══ ENTSCHEIDUNGSTEXT

OGH 4Ob105/16v

OGH4Ob105/16v24.5.2016

Der Oberste Gerichtshof hat als Revisionsgericht durch den Senatspräsidenten Dr. Vogel als Vorsitzenden und die Hofräte Dr. Jensik, Dr. Musger, Dr. Schwarzenbacher und Dr. Rassi als weitere Richter in der Rechtssache der klagenden Partei C*****, vertreten durch Dr. Reinhard Lachinger, Rechtsanwalt in Korneuburg, gegen die beklagte Partei A***** M*****, vertreten durch Dr. Gerhard Krammer, Dr. Michael Frank, Rechtsanwälte in Horn, wegen Räumung, über den Rekurs der beklagten Partei gegen das Urteil des Landesgerichts für Zivilrechtssachen Wien als Berufungsgericht vom 24. Februar 2016, GZ 39 R 323/15m‑16, mit dem das Urteil des Bezirksgerichts Döbling vom 27. Juni 2015, GZ 5 C 614/14x‑12, aufgehoben wurde, in nichtöffentlicher Sitzung zu Recht erkannt:

European Case Law Identifier: ECLI:AT:OGH0002:2016:0040OB00105.16V.0524.000

 

Spruch:

 

Dem Rekurs wird Folge gegeben.

════

AUFGABENLISTE:
a – Geben Sie den Absatz der Entscheidung, der mit „Der Oberste Gerichtshof hat als Revisionsgericht“ beginnt, als knappe Stichpunktliste mit seinen wesentlichen Angaben wieder.
b – Welches Bezirksgericht hatte laut der Entscheidung das Urteil gefällt, das vom Berufungsgericht aufgehoben wurde?
c – Übersetzen Sie den Satz „Dem Rekurs wird Folge gegeben.“ aus der Entscheidung ins Englische.
Die Datensätze spielen hierfür keine Rolle.

══ EXTRAHIERTE INFORMATIONEN

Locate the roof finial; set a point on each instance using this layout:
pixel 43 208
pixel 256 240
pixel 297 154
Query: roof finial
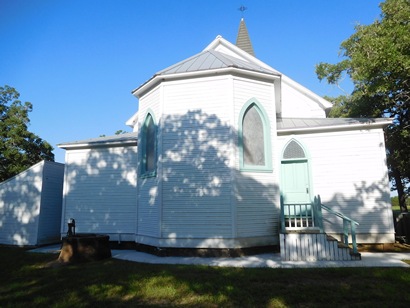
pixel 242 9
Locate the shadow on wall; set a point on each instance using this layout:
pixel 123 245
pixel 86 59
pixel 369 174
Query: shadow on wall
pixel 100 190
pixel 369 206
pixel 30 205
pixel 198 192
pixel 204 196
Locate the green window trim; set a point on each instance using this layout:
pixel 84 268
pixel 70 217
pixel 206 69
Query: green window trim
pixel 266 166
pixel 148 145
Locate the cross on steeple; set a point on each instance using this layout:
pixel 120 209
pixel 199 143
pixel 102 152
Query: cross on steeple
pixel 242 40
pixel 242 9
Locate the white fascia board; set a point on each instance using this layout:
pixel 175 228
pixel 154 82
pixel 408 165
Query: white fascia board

════
══ EXTRAHIERTE INFORMATIONEN

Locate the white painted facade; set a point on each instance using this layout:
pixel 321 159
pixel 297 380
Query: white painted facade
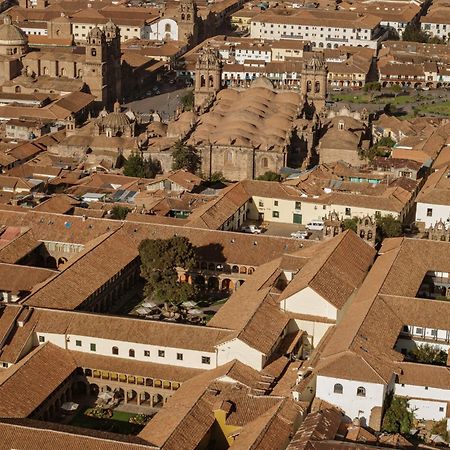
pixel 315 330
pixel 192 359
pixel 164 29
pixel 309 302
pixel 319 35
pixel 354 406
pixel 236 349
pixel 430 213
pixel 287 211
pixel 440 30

════
══ EXTRAHIERTE INFORMATIONEN

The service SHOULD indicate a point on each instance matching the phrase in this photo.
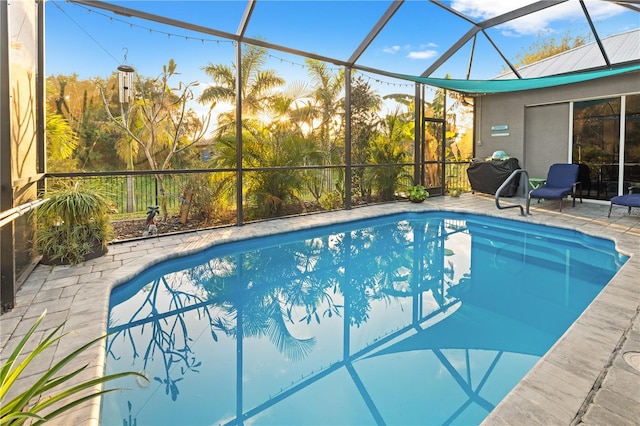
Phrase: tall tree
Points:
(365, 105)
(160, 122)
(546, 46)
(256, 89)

════

ANTWORTEN JE AUFGABE:
a –
- Gericht: Oberster Gerichtshof als Revisionsgericht
- Vorsitz: Senatspräsident Dr. Vogel
- Weitere Richter: die Hofräte Dr. Jensik, Dr. Musger, Dr. Schwarzenbacher und Dr. Rassi
- Klagende Partei: C*****, vertreten durch Dr. Reinhard Lachinger, Rechtsanwalt in Korneuburg
- Beklagte Partei: A***** M*****, vertreten durch Dr. Gerhard Krammer und Dr. Michael Frank, Rechtsanwälte in Horn
- Gegenstand: Räumung
- Anlass: Rekurs der beklagten Partei gegen das Urteil des Landesgerichts für Zivilrechtssachen Wien als Berufungsgericht vom 24. Februar 2016, GZ 39 R 323/15m‑16
- Dieses Urteil hob das Urteil des Bezirksgerichts Döbling vom 27. Juni 2015, GZ 5 C 614/14x‑12, auf.
- Entscheidung in nichtöffentlicher Sitzung

b – Das Bezirksgericht Döbling.

c – The appeal is granted.